# Assigned task 1
Translate this sentence from the passage on the ClcA transporter in V. cholerae into Spanish: "Interestingly, clcA expression is controlled by AphB, which is also involved in the initiation of the virulence cascade."
# Assigned task 2
According to the passage on the ClcA transporter in V. cholerae, what happens to clcA expression once the bacterium passes to the lower gastrointestinal tract?
# Assigned task 3
Carry on the passage on the ClcA transporter in V. cholerae from its final sentence.

# Passage provided
*** Begin section ***

Model of the H+/Cl transporter (ClcA) requirements along the gastrointestinal tract. Upon oral ingestion, V. cholerae passages through the stomach (acidic environment), and clcA is activated by AphB. ClcA is essential to detoxify the bacteria from chloride and acts as an electrical shunt to prevent the excessive membrane hyperpolarization. The expression of clcA decreases once V. cholerae passes to the lower gastrointestinal tract (alkaline environment), which is crucial to achieve full colonization fitness. Under alkaline conditions, activity of ClcA would exploit the proton motive force and disrupt energy metabolism.

The investigation of in vivo repressed genes identified by TRIVET adds a fundamental perspective to understanding bacterial transcriptional response upon host contact. The results of this study emphasize the impact of regulated silencing of genes by a bacterial pathogen during in vivo colonization. The importance of such conditional expression is exemplified by the spatial on–off state of clcA along the gastrointestinal tract to accommodate the changing needs of the pathogen within different niches, resulting in an overall in vivo fitness advantage. Interestingly, clcA expression is controlled by AphB, which is also involved in the initiation of the virulence cascade. This indicates that positive and negative regulation is necessary to define such complex networks like virulence gene regulation during host colonization. Although previously poorly investigated, our studies contribute to an understanding of gene silencing that will likely reveal new insights in host–pathogen interactions and physiology for a variety of pathogens during in vivo colonization.

*** End section ***

# Data
*** Begin section ***

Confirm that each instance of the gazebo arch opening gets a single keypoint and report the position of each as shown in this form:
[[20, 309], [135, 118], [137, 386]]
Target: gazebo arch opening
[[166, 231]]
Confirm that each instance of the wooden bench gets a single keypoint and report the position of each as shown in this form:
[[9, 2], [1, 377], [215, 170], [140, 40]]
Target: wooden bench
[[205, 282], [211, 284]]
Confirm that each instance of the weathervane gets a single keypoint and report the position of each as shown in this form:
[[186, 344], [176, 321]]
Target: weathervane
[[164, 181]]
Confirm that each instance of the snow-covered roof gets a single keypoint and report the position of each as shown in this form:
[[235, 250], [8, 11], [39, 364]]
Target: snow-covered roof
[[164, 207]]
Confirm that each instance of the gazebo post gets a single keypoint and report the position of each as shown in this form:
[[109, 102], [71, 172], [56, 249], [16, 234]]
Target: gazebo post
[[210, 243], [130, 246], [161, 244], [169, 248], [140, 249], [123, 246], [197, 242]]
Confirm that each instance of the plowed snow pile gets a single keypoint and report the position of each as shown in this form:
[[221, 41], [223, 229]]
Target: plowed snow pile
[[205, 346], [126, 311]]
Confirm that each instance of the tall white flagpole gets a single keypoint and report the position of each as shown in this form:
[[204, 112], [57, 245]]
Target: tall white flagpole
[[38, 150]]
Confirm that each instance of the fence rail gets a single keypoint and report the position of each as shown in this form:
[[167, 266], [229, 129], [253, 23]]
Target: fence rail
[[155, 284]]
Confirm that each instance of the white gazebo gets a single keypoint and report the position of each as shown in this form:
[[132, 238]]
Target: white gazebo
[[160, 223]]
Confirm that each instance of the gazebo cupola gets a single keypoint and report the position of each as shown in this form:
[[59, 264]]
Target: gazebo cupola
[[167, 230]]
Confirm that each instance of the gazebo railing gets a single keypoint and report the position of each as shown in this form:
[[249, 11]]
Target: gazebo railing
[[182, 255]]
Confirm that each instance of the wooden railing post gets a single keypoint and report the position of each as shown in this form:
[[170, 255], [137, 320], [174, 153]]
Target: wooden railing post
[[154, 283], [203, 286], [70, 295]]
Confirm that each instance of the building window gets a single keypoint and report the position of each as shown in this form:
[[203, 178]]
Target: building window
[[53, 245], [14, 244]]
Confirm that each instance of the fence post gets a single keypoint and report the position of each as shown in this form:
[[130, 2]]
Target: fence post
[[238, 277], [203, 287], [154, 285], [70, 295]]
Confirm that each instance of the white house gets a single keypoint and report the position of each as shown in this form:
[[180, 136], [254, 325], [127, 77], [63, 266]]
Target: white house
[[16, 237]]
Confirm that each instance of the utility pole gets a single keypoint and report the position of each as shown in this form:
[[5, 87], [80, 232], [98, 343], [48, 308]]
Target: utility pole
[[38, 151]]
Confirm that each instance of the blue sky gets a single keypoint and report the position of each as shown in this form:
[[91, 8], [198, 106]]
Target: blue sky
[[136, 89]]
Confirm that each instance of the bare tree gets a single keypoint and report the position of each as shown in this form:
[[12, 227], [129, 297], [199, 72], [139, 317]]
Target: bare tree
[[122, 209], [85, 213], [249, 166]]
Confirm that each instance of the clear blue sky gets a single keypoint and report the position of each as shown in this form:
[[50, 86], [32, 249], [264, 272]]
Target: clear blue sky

*** End section ***
*** Begin section ***

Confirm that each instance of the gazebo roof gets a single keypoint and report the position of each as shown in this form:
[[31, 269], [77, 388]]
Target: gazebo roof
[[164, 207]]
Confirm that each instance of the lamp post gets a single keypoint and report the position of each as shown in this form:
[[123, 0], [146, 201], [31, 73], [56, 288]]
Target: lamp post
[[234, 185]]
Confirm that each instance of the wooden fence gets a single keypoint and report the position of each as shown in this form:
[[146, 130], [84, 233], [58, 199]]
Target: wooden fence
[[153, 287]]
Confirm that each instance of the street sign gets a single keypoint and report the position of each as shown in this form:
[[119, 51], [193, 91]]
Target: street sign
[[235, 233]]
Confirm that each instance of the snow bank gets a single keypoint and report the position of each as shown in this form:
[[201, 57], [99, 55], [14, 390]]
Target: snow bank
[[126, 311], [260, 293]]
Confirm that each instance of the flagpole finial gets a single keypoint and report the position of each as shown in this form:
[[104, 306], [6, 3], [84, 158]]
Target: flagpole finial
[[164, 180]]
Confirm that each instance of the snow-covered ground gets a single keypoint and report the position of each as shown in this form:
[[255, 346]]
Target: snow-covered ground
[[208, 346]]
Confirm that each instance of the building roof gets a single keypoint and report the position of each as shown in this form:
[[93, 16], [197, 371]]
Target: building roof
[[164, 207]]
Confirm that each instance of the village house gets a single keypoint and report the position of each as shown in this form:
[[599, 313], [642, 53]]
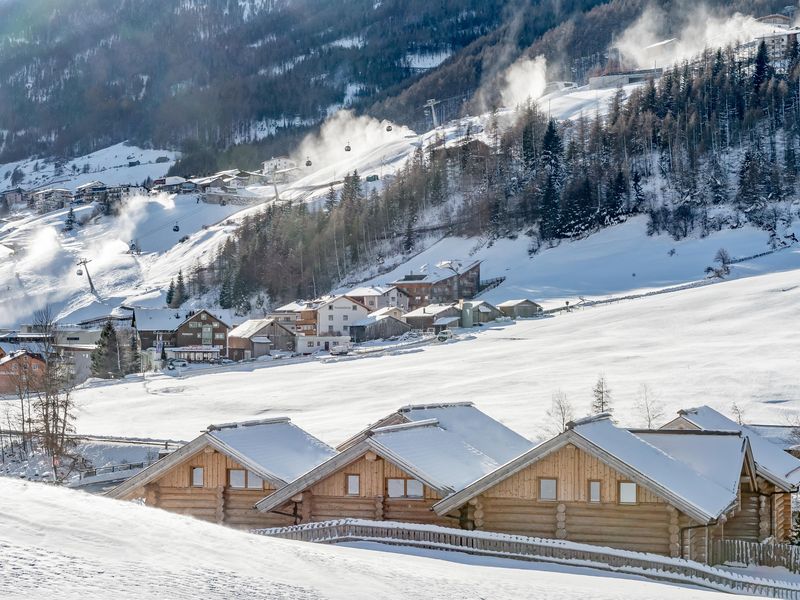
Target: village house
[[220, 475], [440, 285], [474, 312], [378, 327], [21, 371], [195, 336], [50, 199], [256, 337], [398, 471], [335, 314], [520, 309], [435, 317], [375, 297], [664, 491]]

*** End section ***

# Your response 1
Curiosamente, la expresión de clcA está controlada por AphB, que también participa en el inicio de la cascada de virulencia.

# Your response 2
The expression of clcA decreases.

# Your response 3
Methods

Bacterial Strains and Growth Conditions.

Bacterial strains and plasmids used in this study are listed in Table S1. If not otherwise noted, the strains were cultured in Luria–Bertani (LB) broth at 15 × g with aeration at 37 °C. Supplements were used in the following final concentrations: streptomycin (Sm, 100 µg/mL), ampicillin (Ap, 100 µg/mL or 50 µg/mL in combination with other antibiotics), kanamycin (Km, 50 µg/mL), chloramphenicol (Cm, 2 µg/mL for V. cholerae; 10 µg/mL for E. coli), sucrose (10%), 5-bromo-4-chloro-3-indolyl-β-d-galactopyranoside (X-Gal, 40 µg/mL).

Construction of the TRIVET System.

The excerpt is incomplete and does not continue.